_What to produce:_
In the listing below, find every line containing the word "front" and copy each of those lines in full.

---

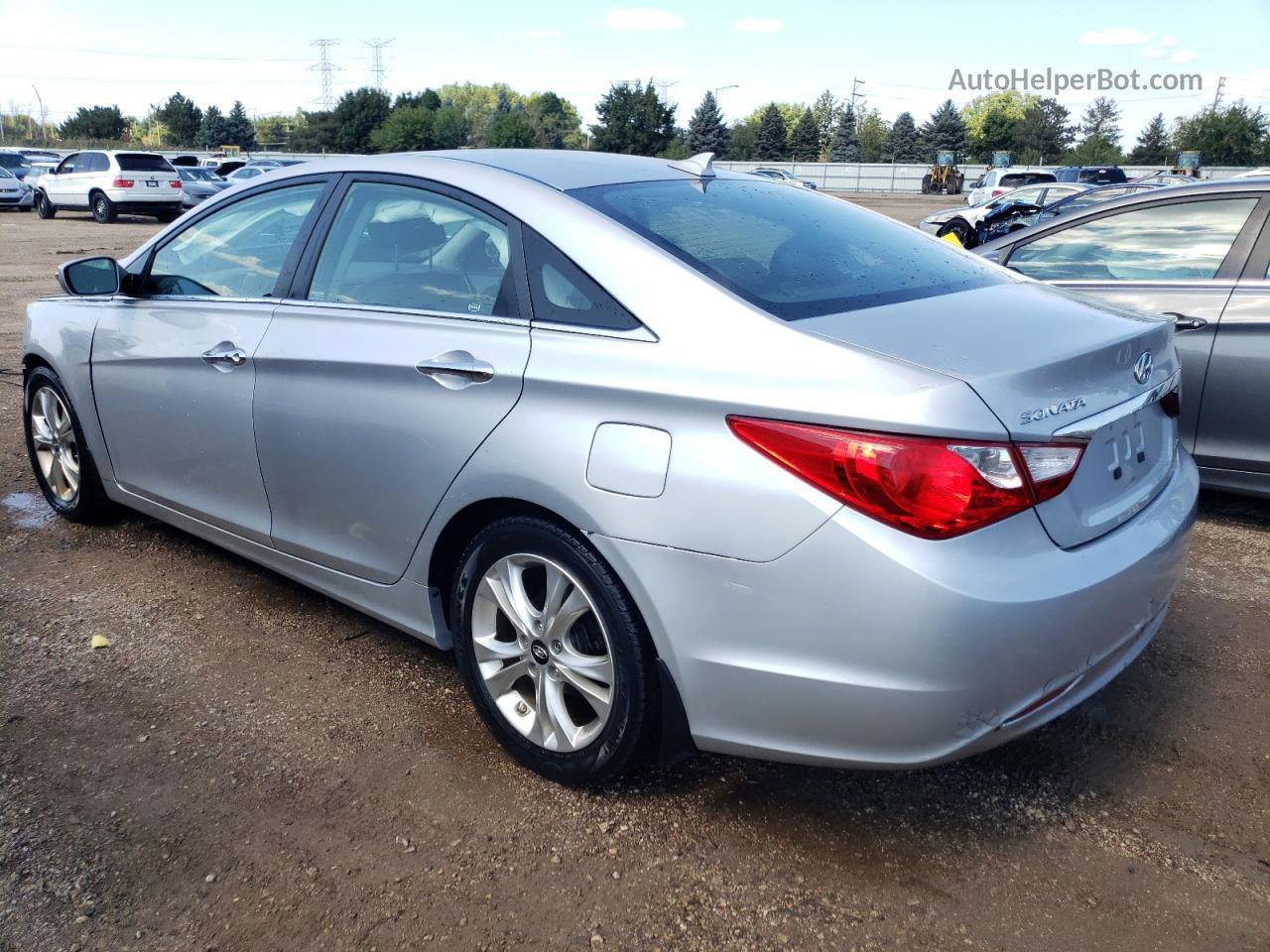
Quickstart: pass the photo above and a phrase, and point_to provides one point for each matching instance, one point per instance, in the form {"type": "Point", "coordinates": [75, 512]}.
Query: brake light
{"type": "Point", "coordinates": [928, 486]}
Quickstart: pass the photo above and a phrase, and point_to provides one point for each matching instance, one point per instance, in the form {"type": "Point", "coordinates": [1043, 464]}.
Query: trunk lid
{"type": "Point", "coordinates": [1046, 362]}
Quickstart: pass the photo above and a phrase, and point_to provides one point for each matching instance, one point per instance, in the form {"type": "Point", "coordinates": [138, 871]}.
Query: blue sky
{"type": "Point", "coordinates": [785, 51]}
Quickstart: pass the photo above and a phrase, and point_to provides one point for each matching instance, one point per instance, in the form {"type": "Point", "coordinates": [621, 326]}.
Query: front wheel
{"type": "Point", "coordinates": [553, 653]}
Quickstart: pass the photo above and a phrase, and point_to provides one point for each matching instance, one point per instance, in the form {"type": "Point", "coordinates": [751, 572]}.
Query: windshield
{"type": "Point", "coordinates": [790, 252]}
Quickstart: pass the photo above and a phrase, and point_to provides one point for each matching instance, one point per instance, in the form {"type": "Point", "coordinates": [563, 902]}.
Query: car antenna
{"type": "Point", "coordinates": [699, 166]}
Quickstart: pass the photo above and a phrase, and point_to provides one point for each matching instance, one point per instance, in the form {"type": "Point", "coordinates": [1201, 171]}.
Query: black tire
{"type": "Point", "coordinates": [44, 207]}
{"type": "Point", "coordinates": [960, 229]}
{"type": "Point", "coordinates": [631, 725]}
{"type": "Point", "coordinates": [103, 208]}
{"type": "Point", "coordinates": [89, 503]}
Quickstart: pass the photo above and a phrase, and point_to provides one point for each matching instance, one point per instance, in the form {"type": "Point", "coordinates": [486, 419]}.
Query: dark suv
{"type": "Point", "coordinates": [1091, 175]}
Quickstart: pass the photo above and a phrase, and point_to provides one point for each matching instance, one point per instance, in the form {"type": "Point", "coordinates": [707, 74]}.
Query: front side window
{"type": "Point", "coordinates": [404, 246]}
{"type": "Point", "coordinates": [790, 252]}
{"type": "Point", "coordinates": [1179, 241]}
{"type": "Point", "coordinates": [236, 252]}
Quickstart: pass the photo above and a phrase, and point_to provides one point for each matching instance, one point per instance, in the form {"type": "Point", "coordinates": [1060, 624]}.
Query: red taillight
{"type": "Point", "coordinates": [928, 486]}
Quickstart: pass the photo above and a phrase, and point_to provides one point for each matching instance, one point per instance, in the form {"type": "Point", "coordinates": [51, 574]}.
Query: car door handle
{"type": "Point", "coordinates": [1183, 322]}
{"type": "Point", "coordinates": [225, 356]}
{"type": "Point", "coordinates": [456, 368]}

---

_Answer to this task:_
Query: front wheel
Query: front side window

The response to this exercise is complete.